** Begin **

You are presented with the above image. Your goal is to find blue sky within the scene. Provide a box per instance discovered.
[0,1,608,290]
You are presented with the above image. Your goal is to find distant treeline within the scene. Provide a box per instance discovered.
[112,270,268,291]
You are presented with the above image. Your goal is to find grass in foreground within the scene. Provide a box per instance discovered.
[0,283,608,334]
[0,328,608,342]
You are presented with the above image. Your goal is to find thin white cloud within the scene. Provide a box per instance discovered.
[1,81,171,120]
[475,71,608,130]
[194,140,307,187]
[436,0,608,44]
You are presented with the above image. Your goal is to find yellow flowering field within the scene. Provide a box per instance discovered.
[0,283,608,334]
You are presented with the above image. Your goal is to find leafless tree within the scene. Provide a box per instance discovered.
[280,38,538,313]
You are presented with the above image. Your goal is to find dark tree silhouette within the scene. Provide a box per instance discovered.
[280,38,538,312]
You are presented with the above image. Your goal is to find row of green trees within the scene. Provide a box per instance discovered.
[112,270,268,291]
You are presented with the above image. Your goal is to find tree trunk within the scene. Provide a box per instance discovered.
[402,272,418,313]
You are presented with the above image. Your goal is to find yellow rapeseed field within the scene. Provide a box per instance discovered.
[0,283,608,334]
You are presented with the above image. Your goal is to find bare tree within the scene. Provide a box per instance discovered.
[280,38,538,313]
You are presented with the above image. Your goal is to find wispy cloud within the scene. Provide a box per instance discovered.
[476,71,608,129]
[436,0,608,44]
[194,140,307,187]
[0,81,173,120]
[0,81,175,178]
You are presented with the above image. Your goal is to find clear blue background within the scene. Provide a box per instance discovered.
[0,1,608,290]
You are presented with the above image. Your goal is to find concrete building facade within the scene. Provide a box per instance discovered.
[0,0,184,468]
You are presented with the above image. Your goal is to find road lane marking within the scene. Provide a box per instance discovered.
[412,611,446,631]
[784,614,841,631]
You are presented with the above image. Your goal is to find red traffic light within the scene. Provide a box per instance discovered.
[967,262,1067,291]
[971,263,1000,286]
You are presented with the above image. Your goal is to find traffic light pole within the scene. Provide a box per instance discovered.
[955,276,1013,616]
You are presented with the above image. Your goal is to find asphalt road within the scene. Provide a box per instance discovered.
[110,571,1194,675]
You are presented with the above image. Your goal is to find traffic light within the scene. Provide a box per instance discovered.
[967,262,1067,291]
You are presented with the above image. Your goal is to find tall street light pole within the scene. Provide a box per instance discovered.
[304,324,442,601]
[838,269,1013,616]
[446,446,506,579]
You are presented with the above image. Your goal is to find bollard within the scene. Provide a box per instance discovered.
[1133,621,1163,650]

** End **
** Begin **

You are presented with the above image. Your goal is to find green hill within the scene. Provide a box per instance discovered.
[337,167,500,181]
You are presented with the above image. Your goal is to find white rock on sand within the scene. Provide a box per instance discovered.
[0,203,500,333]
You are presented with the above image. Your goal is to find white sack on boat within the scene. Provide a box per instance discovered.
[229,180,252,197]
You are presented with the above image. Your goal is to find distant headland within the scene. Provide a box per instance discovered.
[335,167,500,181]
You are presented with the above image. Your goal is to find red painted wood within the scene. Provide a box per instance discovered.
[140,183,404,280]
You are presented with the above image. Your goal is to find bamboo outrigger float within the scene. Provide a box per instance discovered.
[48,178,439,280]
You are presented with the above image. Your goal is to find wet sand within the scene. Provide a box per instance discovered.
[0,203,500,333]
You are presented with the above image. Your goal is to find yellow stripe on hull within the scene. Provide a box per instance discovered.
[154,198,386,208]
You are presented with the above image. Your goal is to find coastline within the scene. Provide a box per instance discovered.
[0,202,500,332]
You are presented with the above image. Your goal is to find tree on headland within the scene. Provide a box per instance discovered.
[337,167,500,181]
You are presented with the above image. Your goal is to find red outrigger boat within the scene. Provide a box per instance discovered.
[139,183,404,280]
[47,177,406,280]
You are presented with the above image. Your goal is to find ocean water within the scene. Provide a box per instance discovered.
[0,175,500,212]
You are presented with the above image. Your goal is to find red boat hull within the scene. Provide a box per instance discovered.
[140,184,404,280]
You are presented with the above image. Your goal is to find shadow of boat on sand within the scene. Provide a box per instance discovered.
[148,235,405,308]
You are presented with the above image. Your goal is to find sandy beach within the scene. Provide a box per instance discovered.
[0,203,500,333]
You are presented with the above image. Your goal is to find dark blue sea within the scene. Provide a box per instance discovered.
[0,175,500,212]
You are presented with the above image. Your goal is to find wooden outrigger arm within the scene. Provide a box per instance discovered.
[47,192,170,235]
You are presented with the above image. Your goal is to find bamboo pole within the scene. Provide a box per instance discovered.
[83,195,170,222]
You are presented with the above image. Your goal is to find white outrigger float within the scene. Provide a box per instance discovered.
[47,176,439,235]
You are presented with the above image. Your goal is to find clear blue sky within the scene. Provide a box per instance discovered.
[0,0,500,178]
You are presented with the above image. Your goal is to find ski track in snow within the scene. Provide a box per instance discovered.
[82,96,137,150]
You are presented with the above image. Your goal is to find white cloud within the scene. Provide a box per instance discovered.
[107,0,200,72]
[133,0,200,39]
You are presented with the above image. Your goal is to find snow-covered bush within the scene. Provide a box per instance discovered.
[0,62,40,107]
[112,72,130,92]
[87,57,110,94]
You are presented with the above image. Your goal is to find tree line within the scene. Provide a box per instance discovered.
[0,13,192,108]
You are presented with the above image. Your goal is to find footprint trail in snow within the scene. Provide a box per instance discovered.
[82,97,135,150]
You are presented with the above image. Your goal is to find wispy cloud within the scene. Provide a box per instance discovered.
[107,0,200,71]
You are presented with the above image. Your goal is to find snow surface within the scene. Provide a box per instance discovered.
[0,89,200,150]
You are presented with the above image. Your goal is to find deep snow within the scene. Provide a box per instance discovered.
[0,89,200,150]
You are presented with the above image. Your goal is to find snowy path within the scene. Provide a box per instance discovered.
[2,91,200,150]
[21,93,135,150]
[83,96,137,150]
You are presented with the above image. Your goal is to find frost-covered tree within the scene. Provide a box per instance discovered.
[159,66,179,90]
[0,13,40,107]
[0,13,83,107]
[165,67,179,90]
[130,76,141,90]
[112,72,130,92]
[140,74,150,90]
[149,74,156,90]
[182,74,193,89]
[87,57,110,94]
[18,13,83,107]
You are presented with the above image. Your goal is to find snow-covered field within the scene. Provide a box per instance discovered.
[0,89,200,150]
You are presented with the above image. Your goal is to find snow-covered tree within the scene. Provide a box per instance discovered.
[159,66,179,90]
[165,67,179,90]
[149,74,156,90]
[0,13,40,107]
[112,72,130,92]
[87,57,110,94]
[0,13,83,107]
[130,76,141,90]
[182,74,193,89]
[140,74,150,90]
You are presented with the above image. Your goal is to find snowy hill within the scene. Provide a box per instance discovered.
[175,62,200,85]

** End **
** Begin **

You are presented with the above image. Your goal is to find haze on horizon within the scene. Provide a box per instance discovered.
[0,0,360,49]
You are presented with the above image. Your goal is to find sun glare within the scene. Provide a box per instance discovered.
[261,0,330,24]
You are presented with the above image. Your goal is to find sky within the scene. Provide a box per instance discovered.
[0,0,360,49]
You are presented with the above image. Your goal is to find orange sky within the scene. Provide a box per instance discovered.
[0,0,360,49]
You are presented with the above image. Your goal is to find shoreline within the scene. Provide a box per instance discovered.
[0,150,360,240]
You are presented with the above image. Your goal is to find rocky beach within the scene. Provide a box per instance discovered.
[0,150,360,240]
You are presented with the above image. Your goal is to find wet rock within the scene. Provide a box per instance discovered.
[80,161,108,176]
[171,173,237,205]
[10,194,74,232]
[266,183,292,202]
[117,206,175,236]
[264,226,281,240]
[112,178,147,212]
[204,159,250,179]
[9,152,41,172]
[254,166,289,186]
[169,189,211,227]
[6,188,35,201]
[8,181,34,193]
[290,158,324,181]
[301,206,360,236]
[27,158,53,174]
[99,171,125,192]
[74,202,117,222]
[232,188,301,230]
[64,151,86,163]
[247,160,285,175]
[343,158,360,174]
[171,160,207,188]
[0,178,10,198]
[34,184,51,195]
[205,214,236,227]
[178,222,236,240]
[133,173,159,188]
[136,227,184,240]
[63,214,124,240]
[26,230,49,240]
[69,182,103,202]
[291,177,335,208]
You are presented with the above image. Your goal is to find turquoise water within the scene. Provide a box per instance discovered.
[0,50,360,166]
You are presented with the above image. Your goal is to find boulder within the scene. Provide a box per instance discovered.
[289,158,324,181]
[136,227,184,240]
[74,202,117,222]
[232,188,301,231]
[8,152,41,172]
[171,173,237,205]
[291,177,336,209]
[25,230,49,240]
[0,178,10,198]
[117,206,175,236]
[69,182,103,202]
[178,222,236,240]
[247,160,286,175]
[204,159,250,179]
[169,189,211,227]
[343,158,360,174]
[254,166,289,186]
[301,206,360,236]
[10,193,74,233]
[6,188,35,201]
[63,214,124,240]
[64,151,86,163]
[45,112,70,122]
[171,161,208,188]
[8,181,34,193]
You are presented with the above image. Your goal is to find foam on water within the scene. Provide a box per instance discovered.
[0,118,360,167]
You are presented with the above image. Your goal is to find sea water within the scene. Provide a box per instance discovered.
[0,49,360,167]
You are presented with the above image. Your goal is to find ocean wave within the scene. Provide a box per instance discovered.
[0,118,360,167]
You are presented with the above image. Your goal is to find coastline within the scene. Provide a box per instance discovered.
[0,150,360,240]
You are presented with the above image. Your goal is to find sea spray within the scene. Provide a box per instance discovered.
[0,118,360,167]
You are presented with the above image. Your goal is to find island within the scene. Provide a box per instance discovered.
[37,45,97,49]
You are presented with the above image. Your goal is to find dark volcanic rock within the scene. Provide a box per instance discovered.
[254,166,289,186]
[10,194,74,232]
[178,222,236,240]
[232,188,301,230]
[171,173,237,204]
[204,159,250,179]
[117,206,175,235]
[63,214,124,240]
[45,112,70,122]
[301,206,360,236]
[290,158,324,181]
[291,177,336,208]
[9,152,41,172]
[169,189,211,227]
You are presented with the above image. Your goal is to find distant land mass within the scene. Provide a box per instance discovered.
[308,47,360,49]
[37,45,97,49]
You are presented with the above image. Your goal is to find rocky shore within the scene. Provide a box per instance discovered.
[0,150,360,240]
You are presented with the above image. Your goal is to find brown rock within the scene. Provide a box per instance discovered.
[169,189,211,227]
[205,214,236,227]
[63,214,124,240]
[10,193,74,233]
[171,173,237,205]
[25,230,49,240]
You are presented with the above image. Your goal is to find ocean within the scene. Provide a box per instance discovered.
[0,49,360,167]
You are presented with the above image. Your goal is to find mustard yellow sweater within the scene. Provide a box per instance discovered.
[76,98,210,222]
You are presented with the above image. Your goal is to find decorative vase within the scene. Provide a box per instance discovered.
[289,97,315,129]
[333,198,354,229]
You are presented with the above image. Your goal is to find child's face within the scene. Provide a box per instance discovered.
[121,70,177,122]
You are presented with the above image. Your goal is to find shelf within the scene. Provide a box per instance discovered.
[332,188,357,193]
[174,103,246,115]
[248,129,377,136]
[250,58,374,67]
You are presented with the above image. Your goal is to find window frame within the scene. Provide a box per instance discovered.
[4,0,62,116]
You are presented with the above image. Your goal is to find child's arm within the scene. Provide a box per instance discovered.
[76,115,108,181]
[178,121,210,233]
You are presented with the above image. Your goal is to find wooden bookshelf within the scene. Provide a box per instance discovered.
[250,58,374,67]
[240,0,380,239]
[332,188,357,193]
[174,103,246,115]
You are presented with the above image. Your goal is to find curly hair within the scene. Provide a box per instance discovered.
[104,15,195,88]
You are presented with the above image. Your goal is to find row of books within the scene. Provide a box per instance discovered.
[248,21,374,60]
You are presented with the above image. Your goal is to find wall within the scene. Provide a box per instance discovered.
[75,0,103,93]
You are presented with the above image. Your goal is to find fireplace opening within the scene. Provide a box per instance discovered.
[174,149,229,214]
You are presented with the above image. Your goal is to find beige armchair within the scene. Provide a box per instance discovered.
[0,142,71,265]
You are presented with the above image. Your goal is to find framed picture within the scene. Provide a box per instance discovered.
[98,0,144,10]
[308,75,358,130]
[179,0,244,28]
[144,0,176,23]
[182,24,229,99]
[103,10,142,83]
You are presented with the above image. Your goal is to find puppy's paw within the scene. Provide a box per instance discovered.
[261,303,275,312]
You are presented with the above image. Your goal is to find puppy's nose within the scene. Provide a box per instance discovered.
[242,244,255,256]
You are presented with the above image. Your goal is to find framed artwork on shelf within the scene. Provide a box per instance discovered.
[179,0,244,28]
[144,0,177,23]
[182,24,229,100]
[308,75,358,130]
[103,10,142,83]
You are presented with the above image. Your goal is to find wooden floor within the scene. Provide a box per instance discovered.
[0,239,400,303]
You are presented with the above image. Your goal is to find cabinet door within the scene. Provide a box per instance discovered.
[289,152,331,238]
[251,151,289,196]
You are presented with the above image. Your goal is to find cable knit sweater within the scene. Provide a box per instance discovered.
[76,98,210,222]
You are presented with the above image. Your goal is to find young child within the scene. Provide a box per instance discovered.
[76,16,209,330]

** End **

Instructions to follow: Convert the entries above, from the line containing "find wooden bookshelf" through the line containing "[251,151,289,196]", inclusive, into a JSON list of strings with one string per line, omitting any blank lines.

Correct answer:
[
  "You are presented with the above image. Your goal is to find wooden bookshelf within the scene. Provide a box per instance discovered.",
  "[250,58,374,67]",
  "[240,0,380,239]",
  "[332,188,357,193]",
  "[174,103,246,115]",
  "You are presented with the above image. Your goal is to find curly hair within the scene. Provide a box per instance discovered.",
  "[104,15,195,88]",
  "You are presented with the above image. Your goal is to find row of books within the scene. Provide a box per instance discovered.",
  "[248,21,374,60]",
  "You are presented with the above image. Your goal is to find wall within the scene. Provide a box per instance discovered.",
  "[75,0,103,93]",
  "You are presented with the above image. Your goal is to find fireplace opening within the scene. Provide a box per instance discovered.",
  "[174,149,229,214]",
  "You are presented with the above image. Your goal is to find beige armchair within the scene. Provide a box per instance discovered.",
  "[0,142,71,265]",
  "You are presented with the above image. Your goal is to find framed picture within the scene. Provide a box per instance discovered.",
  "[98,0,144,10]",
  "[308,75,358,130]",
  "[179,0,244,28]",
  "[144,0,176,23]",
  "[182,24,229,99]",
  "[103,10,142,83]",
  "You are presented with the above image. Your goal is to find puppy's paw within the scene. Provide a box per instance discovered.",
  "[261,303,275,312]",
  "You are presented with the above image. Your goal is to find puppy's nose within the scene. Provide a box per instance discovered.",
  "[242,244,255,256]",
  "You are presented with the above image. Your goal is to find framed artwork on shelf within the scene. Provide a box per instance discovered.",
  "[179,0,244,28]",
  "[144,0,177,23]",
  "[182,24,229,100]",
  "[308,75,358,130]",
  "[103,10,142,83]",
  "You are presented with the above image. Your goal is to find wooden floor within the scene. Provide a box per instance discovered.",
  "[0,239,400,303]",
  "You are presented with the above image. Your goal is to find cabinet door within the scene. Provide a box per instance discovered.",
  "[289,152,331,238]",
  "[251,151,289,196]"
]